WHAT TO PRODUCE — Report how many lines of the listing below contain the word "nose", counting only matches with the same case, and reply with the number alone.

PROVIDED ENTRIES —
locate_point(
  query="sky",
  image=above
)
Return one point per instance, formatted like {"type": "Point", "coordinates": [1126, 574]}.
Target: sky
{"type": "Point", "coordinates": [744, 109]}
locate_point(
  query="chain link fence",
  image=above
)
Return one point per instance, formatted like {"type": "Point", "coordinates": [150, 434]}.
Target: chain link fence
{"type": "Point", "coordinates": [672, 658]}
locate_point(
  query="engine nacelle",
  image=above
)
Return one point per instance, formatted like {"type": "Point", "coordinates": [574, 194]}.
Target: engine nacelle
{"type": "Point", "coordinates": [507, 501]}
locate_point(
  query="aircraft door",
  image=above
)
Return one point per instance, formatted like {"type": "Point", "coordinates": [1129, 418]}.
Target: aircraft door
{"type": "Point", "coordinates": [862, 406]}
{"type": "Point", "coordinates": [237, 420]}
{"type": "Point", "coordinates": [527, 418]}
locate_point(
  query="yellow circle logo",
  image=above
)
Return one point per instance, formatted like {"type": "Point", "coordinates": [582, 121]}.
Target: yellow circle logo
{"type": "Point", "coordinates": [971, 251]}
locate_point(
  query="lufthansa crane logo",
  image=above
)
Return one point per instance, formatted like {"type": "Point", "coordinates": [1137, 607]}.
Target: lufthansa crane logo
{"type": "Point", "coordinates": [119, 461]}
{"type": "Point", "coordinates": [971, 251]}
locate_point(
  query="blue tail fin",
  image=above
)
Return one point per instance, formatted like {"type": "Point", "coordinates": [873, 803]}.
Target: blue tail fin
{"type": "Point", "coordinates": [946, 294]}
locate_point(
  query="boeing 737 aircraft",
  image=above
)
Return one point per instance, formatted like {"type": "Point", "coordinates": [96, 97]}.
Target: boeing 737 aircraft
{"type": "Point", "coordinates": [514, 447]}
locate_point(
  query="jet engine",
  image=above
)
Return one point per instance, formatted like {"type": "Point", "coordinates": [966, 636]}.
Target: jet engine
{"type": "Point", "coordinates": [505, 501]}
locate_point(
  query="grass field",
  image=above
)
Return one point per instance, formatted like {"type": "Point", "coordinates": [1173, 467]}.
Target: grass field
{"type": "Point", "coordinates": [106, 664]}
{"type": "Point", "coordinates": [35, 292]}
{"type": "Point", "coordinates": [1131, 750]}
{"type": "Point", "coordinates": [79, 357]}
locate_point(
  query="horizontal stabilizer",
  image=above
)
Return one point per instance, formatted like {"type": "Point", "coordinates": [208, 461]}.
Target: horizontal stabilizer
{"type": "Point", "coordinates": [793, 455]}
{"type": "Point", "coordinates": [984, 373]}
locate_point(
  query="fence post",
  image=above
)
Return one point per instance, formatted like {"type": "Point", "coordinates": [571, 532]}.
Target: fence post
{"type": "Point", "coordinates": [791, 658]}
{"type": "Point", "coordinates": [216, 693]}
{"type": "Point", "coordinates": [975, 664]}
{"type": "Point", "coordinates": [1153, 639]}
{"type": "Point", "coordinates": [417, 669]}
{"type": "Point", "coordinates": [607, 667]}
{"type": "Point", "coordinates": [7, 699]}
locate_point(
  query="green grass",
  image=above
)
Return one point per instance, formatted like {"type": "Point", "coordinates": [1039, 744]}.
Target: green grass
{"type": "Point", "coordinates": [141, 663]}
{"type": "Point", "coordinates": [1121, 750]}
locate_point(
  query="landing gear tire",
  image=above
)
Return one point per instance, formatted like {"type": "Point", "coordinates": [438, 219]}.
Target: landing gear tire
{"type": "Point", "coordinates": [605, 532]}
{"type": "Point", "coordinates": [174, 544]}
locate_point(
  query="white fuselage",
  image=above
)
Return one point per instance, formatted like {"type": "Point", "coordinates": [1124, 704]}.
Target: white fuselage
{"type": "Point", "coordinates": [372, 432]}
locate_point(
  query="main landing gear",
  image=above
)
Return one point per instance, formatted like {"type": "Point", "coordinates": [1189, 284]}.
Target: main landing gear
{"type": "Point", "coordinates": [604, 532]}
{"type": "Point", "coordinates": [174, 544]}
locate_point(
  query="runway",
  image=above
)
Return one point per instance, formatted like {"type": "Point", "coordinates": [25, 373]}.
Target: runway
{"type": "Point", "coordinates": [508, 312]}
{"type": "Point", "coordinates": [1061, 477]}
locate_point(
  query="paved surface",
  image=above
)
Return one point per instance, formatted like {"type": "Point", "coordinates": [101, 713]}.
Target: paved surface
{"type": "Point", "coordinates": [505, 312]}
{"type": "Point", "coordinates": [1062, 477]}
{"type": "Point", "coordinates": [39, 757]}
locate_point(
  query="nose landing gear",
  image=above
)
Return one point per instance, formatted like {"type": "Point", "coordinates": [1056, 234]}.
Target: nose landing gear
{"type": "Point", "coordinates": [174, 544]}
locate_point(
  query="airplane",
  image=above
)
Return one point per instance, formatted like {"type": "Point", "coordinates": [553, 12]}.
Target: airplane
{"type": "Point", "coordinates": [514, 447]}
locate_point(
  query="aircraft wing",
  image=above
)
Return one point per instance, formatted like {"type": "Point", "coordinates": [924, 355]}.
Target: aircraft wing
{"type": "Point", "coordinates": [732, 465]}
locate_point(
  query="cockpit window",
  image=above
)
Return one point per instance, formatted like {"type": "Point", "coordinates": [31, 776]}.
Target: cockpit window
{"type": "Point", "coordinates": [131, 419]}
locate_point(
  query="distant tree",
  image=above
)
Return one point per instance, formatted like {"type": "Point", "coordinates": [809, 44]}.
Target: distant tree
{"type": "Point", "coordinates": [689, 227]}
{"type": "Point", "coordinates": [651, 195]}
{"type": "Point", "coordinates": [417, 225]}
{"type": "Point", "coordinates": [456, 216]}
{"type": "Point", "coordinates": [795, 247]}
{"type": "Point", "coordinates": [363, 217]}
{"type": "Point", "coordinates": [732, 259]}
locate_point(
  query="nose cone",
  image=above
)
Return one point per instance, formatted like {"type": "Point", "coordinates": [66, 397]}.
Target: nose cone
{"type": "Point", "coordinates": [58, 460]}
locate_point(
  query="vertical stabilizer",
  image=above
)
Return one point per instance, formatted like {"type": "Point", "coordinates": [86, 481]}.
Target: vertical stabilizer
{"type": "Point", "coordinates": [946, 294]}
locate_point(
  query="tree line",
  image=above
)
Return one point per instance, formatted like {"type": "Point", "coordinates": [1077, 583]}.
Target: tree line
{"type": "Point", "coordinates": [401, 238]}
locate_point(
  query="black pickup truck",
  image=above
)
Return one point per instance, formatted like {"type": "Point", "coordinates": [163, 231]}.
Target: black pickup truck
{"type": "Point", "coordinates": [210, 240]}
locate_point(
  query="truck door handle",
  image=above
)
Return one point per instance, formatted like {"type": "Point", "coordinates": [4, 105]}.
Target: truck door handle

RIGHT ANSWER — 4